The following analysis comes from Sea-Intelligence.
Traditionally, Chinese New Year (CNY) sees a production slowdown in Asia, and the shipping lines blank sailings in order to bring supply in line with demand. In 2020, we saw an extension of CNY due to the Covid outbreak, while in both 2021 and 2022 the shipping lines kept capacity high in order to cater to the high demand levels. Given that demand growth has now stagnated, and freight rates are still dropping, it would make sense for the shipping lines to blank additional capacity during CNY 2023 to try and stem the bleeding freight rates.
That is however not the case. As we see in figure 1, when we compare 2023 with both 2019 and the average capacity growth rate of 2015-2019, we see an extraordinary increase in deployed capacity. Asia-North America West Coast is seeing capacity growth of 35%-38%, Asia-North America East Coast of a staggering 57%-59%, and Asia-North Europe of 28%-42%. Asia-Mediterranean is the only trade lane that is closer to the pre-pandemic levels.

:: WHAT TO DO ::
Resume the analysis of container shipping capacity around Chinese New Year 2023, picking up after its final sentence.

Dataset entries:
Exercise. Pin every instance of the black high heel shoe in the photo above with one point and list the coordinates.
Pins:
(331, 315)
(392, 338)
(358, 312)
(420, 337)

:: TASK ANSWER ::
This development is quite concerning, as despite falling demand, deployed capacity during CNY 2023 is slated to be higher than the deployed capacity in 2021, where demand was absolutely surging. If demand continues to be sluggish, or outright contracts, given these capacity levels, freight rates will continue to tumble.
With the shipping lines sitting on piles of cash, further helped by a highly profitable Q3, we might end up in a situation where there is another price war, reminiscent of the one we saw in 2015-2016.